━━━━━ 提供データ

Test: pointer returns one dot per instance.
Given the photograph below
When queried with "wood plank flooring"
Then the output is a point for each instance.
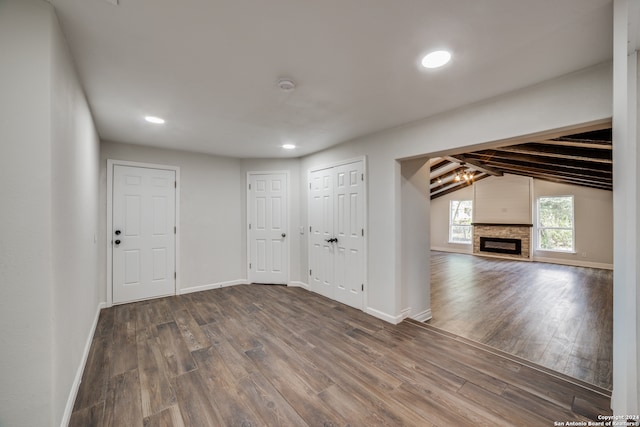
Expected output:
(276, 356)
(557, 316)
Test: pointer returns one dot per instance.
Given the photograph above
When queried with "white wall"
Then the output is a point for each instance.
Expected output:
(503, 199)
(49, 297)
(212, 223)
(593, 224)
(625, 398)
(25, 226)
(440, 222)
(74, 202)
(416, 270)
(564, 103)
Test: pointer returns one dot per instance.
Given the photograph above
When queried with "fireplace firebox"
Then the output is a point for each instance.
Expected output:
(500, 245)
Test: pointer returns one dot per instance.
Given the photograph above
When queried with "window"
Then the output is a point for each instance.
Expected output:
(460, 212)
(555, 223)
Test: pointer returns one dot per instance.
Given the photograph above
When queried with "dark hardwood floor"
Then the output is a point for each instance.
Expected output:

━━━━━━━━━━

指示と要件: 上のエントリをすべて、1行を1つの文字列とするJSONのリストに書き換えてもらえますか？空行と画像は含めないでください。

解答例:
[
  "Test: pointer returns one dot per instance.",
  "Given the photograph below",
  "When queried with \"wood plank flooring\"",
  "Then the output is a point for each instance.",
  "Expected output:",
  "(276, 356)",
  "(557, 316)",
  "Test: pointer returns one dot per instance.",
  "Given the photograph above",
  "When queried with \"white wall\"",
  "Then the output is a point for each instance.",
  "Expected output:",
  "(503, 199)",
  "(49, 297)",
  "(212, 223)",
  "(593, 224)",
  "(625, 398)",
  "(25, 226)",
  "(440, 222)",
  "(74, 202)",
  "(416, 270)",
  "(564, 103)",
  "Test: pointer returns one dot per instance.",
  "Given the photograph above",
  "When queried with \"fireplace firebox\"",
  "Then the output is a point for each instance.",
  "Expected output:",
  "(500, 245)",
  "Test: pointer returns one dot per instance.",
  "Given the photograph above",
  "When queried with \"window\"",
  "Then the output is a point for each instance.",
  "Expected output:",
  "(460, 212)",
  "(555, 223)",
  "Test: pointer returns one dot per instance.",
  "Given the photograph above",
  "When queried with \"dark hardwood floor\"",
  "Then the output is a point for each instance.",
  "Expected output:"
]